[Entries from a point annotation set]
════════
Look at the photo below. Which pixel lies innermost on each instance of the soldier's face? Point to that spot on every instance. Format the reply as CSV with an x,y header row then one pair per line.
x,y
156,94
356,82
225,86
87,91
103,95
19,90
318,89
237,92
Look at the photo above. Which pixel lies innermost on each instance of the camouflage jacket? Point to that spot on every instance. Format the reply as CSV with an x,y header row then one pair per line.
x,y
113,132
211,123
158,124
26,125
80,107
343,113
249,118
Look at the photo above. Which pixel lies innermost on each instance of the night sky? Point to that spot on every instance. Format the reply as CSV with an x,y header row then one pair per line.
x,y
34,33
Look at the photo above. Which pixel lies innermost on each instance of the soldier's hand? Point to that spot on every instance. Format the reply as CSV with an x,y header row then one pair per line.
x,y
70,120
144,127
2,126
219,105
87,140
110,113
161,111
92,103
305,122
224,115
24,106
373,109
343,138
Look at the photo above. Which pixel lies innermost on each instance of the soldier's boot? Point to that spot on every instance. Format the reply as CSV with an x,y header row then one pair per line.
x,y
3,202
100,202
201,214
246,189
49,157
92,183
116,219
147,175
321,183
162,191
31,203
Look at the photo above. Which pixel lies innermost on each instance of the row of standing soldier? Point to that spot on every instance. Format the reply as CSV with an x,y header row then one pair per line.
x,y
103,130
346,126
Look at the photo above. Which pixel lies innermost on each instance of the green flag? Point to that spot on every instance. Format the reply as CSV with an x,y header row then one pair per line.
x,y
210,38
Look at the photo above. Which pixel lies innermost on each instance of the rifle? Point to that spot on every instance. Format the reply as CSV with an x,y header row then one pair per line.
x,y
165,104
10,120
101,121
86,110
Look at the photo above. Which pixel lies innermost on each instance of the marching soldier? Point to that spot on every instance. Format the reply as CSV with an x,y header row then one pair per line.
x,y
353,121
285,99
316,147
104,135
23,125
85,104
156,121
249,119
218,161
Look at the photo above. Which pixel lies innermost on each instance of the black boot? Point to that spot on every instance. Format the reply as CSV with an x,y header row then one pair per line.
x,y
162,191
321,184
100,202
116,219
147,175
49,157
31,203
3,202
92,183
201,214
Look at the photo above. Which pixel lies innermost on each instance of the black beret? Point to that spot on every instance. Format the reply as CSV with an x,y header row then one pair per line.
════════
# [TASK INSTRUCTIONS]
Every line above needs to be retyped exactly.

# [WRITTEN SOLUTION]
Look at the photo below. Which pixel lies innermost on each instance of the soldier's face? Point to that spot on every instance. Format the reply as CSV with an x,y header row then one pair per line.
x,y
156,94
356,82
225,86
87,91
103,95
19,90
318,89
237,92
Look at the photo above. Which pixel lies innermost on each instance of the camouflage jacket? Point to that spot on every instance. Format the reply as CSV with an x,y header row then one pair per line.
x,y
113,132
211,123
158,124
26,125
80,107
343,113
249,118
Look at the photo above. Which pixel lies innermost on each instance of the night sky? Point to that spot on every instance. Format the reply as CSV with an x,y header row then one pair per line.
x,y
34,33
Look at the photo above. Which pixel lies innermost on each instance of the soldier's hand? Point to that spot on every instance. Format the reply as CSV with an x,y header row then one pair per line.
x,y
70,120
144,127
2,126
219,105
87,140
110,113
161,111
92,103
305,122
224,115
24,106
373,109
343,138
Look at the photo above. Which pixel lies innermost on each instance of the soldier's boot? Point to that spot on every instance. Format the reply as CSV with an x,y header row then one pair per line.
x,y
3,202
100,202
201,214
246,189
49,157
92,183
116,219
147,175
321,183
162,191
31,203
Look at the photo above. Which pixel lies innermost on each instance of the row of standing soldier? Point to that spot on every instance. Format the reply as CSV with an x,y header row then one pair per line.
x,y
103,130
346,126
Look at the photo above. Which pixel lies innermost on each instance of the green flag? Point to that spot on every instance. Format the reply as CSV with an x,y header row then one pair per line.
x,y
210,38
Look at the photo above. Which pixel lies innermost on each instance of the rifle? Point to that spot on every instance. Format the reply as CSV with an x,y header row then one pair per line.
x,y
165,104
10,120
101,121
86,110
Look at the photo above. Which pixel lies innermost on each instance of the marching soldier? Point to that spot on every instance. Format the reply as CSV with an x,y header row then one pair per line.
x,y
353,121
285,99
316,147
104,135
23,125
85,104
156,121
249,119
218,161
Look at the photo above. Which pixel lies innermost on each instance of the black boot? Point to that spot on every instance. Format the reply as CSV with an x,y header row then one pair per line.
x,y
162,191
321,184
100,202
116,219
147,175
49,157
31,203
3,202
92,183
201,214
Look at the photo above. Which pixel lies innermost on each instance of the black beret? Point to that spot on every instance. Format the reply as CSV with an x,y header row then one pair per line.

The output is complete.